* _Problem to solve_
For any picture in the lines below, please leave it out and copy the rest exactly.

* _Available data_
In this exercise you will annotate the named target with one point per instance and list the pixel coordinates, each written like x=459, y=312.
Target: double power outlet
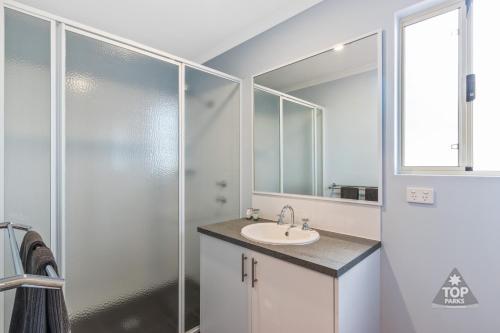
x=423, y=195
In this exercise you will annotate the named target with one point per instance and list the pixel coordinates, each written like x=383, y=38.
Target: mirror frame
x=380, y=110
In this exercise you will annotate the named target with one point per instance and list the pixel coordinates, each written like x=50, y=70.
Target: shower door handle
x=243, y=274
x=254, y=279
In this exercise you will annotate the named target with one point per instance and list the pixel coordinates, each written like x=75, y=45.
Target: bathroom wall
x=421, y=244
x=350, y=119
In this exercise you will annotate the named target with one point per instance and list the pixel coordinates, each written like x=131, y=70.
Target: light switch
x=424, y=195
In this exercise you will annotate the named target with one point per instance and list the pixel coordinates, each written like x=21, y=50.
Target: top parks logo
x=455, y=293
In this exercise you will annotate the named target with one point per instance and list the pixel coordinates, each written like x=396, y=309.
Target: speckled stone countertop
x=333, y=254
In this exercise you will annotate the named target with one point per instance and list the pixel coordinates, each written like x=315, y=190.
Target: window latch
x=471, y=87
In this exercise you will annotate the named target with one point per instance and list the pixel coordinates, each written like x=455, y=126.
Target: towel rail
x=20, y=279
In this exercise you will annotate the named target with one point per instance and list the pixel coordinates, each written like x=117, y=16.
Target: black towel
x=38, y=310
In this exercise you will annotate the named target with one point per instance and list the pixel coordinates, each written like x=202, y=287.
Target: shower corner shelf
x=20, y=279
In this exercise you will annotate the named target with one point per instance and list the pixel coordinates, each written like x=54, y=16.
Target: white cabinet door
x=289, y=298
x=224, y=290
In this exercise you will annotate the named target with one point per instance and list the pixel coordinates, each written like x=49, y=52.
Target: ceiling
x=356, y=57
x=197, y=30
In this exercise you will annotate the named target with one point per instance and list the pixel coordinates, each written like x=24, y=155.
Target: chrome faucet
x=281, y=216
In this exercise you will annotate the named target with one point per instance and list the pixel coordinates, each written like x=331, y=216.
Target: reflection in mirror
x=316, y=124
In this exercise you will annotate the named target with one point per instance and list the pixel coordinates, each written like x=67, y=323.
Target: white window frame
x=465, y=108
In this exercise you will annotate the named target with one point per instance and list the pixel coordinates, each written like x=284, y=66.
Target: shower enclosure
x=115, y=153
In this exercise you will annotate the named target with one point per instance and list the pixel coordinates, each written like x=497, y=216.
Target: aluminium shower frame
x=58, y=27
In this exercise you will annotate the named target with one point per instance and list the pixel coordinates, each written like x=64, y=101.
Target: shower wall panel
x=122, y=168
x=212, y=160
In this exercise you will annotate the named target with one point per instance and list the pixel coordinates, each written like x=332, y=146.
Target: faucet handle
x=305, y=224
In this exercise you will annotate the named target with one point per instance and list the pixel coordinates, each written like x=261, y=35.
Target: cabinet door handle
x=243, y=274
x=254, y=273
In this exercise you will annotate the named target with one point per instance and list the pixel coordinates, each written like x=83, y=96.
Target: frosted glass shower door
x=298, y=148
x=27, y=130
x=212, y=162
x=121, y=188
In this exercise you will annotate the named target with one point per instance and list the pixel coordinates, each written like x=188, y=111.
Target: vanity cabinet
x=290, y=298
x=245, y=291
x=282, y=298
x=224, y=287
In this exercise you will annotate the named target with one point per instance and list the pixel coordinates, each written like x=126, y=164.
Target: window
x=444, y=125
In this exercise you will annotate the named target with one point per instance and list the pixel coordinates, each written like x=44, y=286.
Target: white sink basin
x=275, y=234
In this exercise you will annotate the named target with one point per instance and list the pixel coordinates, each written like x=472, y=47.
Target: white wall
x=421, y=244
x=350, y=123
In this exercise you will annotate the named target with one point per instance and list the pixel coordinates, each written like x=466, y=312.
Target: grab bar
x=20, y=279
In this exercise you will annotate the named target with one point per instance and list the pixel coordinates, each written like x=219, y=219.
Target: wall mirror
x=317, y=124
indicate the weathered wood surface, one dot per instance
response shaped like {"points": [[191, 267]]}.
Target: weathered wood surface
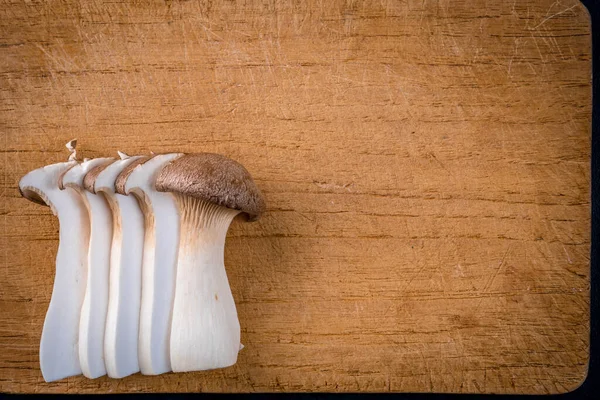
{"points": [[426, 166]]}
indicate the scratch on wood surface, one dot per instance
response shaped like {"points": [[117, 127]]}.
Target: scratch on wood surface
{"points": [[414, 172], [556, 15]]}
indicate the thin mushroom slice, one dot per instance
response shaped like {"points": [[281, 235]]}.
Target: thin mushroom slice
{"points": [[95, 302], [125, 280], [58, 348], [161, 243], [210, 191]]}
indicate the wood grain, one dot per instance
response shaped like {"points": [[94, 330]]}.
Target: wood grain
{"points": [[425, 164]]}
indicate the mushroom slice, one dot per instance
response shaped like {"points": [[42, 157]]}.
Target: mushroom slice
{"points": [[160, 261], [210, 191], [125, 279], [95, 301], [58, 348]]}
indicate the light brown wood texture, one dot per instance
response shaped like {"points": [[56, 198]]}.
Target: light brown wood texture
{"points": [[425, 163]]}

* _Result of this exercise_
In this exercise you will annotate the named target with one point per instance and list the pixel coordinates, each written like x=459, y=312.
Target: double power outlet
x=423, y=195
In this exercise you will annotate the named target with one point per instance and list the pixel coordinates, each written like x=383, y=38.
Target: mirror frame
x=380, y=110
In this exercise you will annotate the named target with one point per instance and list the pixel coordinates, each written like x=50, y=70.
Target: shower door handle
x=243, y=274
x=254, y=279
In this exercise you will annotate the named target with one point per instance and list the pixel coordinates, each written like x=75, y=45.
Target: bathroom wall
x=421, y=244
x=350, y=119
In this exercise you will annotate the named target with one point per instance and list the pixel coordinates, each written like x=131, y=70.
Target: light switch
x=424, y=195
In this exercise you will annotate the named target with one point per instance and list the pixel coordinates, each written like x=21, y=50.
Target: top parks logo
x=455, y=293
In this exercise you will annotate the named target with one point per instance and list the pixel coordinates, each written like x=396, y=309.
Target: speckled stone countertop
x=333, y=254
In this exercise you will annotate the named target with one point per instance and list the pixel coordinates, each written like x=315, y=190.
Target: window latch
x=471, y=87
In this exercise you will annotate the named target with one point per instance and list the pixel coordinates, each written like x=455, y=126.
Target: towel rail
x=20, y=279
In this exercise you will annotate the named target with one point per instance and list the pixel coordinates, each written like x=117, y=16.
Target: black towel
x=38, y=310
In this exercise you will annotate the named target with one point per instance and list the pixel coordinates, each written like x=202, y=287.
Target: shower corner shelf
x=20, y=279
In this exercise you will annotate the named target with one point per instance and list the pixel coordinates, each written like x=54, y=16.
Target: white cabinet door
x=289, y=298
x=224, y=290
In this exercise you will annotate the named target with one point per instance and list the pixel coordinates, each written like x=49, y=52.
Target: ceiling
x=356, y=57
x=197, y=30
In this exercise you will annotate the named target with one point per instance and list the pixel coordinates, each written like x=24, y=155.
Target: chrome faucet
x=281, y=216
In this exercise you will annotate the named target with one point per instance and list the pixel coordinates, each written like x=331, y=216.
Target: reflection in mirror
x=316, y=124
In this exercise you will annotate the named target with one point per instance and list the pixel coordinates, each written like x=67, y=323.
Target: white window frame
x=465, y=108
In this exercise you will annotate the named target with one point per instance and list the pixel coordinates, each written like x=284, y=66.
Target: shower enclosure
x=115, y=153
In this exercise you will annotate the named target with one point per instance and list the pixel coordinates, each written like x=497, y=216.
Target: aluminium shower frame
x=58, y=27
In this exercise you will annotate the named target with one point per instance and list the pixel coordinates, each written like x=64, y=101.
Target: shower wall panel
x=122, y=168
x=212, y=160
In this exercise you will annotate the named target with one point per instance and list the pixel coordinates, each written like x=332, y=146.
Target: faucet handle
x=305, y=224
In this exercise you will annotate the named target with one point per instance and list the pixel coordinates, each written like x=261, y=35.
Target: cabinet door handle
x=243, y=274
x=254, y=273
In this exercise you will annotate the named target with one point per instance and list the pixel coordinates, each written like x=83, y=96.
Target: frosted glass shower door
x=298, y=148
x=27, y=130
x=212, y=162
x=121, y=188
In this exercise you will annotate the named target with one point per instance and list the pixel coordinates, each written like x=188, y=111.
Target: vanity cabinet
x=290, y=298
x=245, y=291
x=282, y=298
x=224, y=287
In this exercise you will annotate the named target with one point per instance and list the pixel coordinates, each written like x=126, y=164.
Target: window
x=444, y=125
In this exercise you will annotate the named target with one point per instance and list the pixel coordinates, each written like x=44, y=286.
Target: white sink basin
x=275, y=234
In this exercise you will annotate the named target with one point per instance and list the pixel coordinates, each written like x=472, y=47.
Target: white wall
x=421, y=244
x=350, y=123
In this exercise you will annotate the named target with one point per instance and list the pixel coordinates, each written like x=466, y=312.
Target: grab bar
x=20, y=279
In this exercise you will annotate the named target with one point per instance and list the pixel coordinates, each written like x=219, y=219.
Target: wall mirror
x=317, y=124
indicate the weathered wood surface, one dot per instance
response shaped like {"points": [[191, 267]]}.
Target: weathered wood surface
{"points": [[426, 166]]}
indicate the scratch on wood surface, one dot per instance
response shaped like {"points": [[117, 127]]}.
Target: scratch on wood surface
{"points": [[414, 172], [556, 15]]}
indicate the thin mushroom slice, one dot per instance
response shaped like {"points": [[281, 235]]}.
Target: thin mushroom slice
{"points": [[95, 302], [125, 280], [58, 348], [161, 243], [210, 191]]}
indicate the wood grain, one dot per instance
response shaped like {"points": [[94, 330]]}.
Target: wood grain
{"points": [[425, 164]]}
indicate the mushroom slice, one dot per instance
response shaped like {"points": [[42, 157]]}.
Target: mushroom slice
{"points": [[160, 261], [210, 191], [125, 279], [95, 301], [58, 348]]}
indicate the light brown wood texture, one dot per instance
response shaped like {"points": [[56, 198]]}.
Target: light brown wood texture
{"points": [[425, 163]]}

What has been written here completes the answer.